**What is required**
Exactly as written, give back every record below.

Top of Given records

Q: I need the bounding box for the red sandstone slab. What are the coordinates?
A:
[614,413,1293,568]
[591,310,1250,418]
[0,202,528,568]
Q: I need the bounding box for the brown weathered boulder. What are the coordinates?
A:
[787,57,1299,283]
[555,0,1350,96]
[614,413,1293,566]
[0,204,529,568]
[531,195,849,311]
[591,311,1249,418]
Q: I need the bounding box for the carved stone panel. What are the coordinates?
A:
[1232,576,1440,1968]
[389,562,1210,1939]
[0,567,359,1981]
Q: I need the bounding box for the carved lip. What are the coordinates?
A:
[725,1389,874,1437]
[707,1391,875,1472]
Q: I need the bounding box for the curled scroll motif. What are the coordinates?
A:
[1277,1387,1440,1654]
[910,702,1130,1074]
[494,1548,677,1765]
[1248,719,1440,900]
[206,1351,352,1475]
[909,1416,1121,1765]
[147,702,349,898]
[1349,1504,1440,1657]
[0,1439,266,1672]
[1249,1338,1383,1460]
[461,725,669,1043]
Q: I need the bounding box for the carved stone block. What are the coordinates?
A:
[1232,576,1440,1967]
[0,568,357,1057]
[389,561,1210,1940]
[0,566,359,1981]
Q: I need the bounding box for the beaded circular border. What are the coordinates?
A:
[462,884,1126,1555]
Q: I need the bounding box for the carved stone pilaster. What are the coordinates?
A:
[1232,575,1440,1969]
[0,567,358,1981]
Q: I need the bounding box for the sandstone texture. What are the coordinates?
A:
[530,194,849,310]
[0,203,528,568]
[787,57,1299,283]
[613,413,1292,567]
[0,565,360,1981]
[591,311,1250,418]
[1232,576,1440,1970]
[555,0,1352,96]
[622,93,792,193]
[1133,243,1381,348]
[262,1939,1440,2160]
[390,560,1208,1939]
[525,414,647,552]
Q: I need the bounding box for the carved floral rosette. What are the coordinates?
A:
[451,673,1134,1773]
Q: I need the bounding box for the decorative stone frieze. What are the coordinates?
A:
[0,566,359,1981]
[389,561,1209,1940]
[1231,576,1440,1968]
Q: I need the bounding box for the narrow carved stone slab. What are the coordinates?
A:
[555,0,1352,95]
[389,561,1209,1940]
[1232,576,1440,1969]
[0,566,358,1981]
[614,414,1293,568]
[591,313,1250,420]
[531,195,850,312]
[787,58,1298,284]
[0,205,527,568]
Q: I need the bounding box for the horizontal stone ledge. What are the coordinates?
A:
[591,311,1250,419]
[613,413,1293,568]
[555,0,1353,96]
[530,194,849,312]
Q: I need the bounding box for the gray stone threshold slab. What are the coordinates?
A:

Bottom of Given records

**Task solution**
Q: I need the bounding box for the red sandstone slab. What are the coordinates?
A:
[614,413,1293,568]
[591,310,1250,418]
[0,202,528,568]
Q: I need the bounding box for the brown weathered boulder. What are the coordinates?
A:
[787,57,1299,283]
[555,0,1350,96]
[614,413,1293,566]
[0,204,529,568]
[531,195,849,311]
[591,311,1249,418]
Q: I need the bounding box for the carved stone panel. What are the coordinates?
A:
[1232,576,1440,1968]
[389,562,1210,1939]
[0,567,359,1981]
Q: I need the bounding box for the carved lip. What are the coordinates?
A:
[725,1389,874,1437]
[707,1391,875,1472]
Q: I need the bounding box for the curled scroll motif. What are the coordinates?
A:
[1277,1387,1440,1654]
[910,702,1130,1074]
[494,1548,677,1765]
[1248,719,1440,900]
[206,1351,352,1475]
[909,1416,1121,1765]
[147,702,349,898]
[1349,1504,1440,1657]
[0,1439,266,1672]
[1249,1338,1383,1460]
[461,725,669,1043]
Q: I need the bounding box for the carved stone block. What are the coordinates?
A:
[1232,576,1440,1967]
[0,568,357,1057]
[389,561,1210,1940]
[0,566,359,1981]
Q: I need the bounding box for the beaded circular border. What are the coordinates?
A:
[462,884,1126,1555]
Q: I need the bounding box for the carved stone pilaster. What are the coordinates?
A:
[1232,575,1440,1969]
[0,567,358,1981]
Q: I need the bounding box for the sandstone texture. What are the coordinates?
A:
[530,194,849,310]
[0,203,528,568]
[787,57,1299,283]
[613,413,1292,567]
[0,565,360,1981]
[591,311,1250,418]
[1232,576,1440,1970]
[555,0,1352,96]
[622,93,792,193]
[1133,243,1381,348]
[262,1939,1440,2160]
[390,560,1208,1939]
[525,414,647,552]
Q: I need the bounding box for the carved floral rosette. What are the coordinates?
A:
[451,673,1134,1773]
Q: I need the bounding box for the decorative stone frieze. What are the coordinates?
A:
[0,566,359,1981]
[389,561,1209,1940]
[1231,576,1440,1968]
Q: I need the bounding box for the narrow carved stone slab. What are the coordinates?
A:
[555,0,1352,95]
[389,561,1209,1940]
[1232,576,1440,1969]
[0,566,358,1981]
[614,414,1293,568]
[591,313,1250,420]
[531,195,850,312]
[787,58,1298,284]
[0,205,527,568]
Q: I need the bounding box for the horizontal stone ledge. What are the coordinates?
A:
[591,311,1250,419]
[613,413,1293,568]
[555,0,1353,96]
[530,194,849,312]
Q: I need the bounding box for the gray stone threshold slab. What are the coordinates?
A:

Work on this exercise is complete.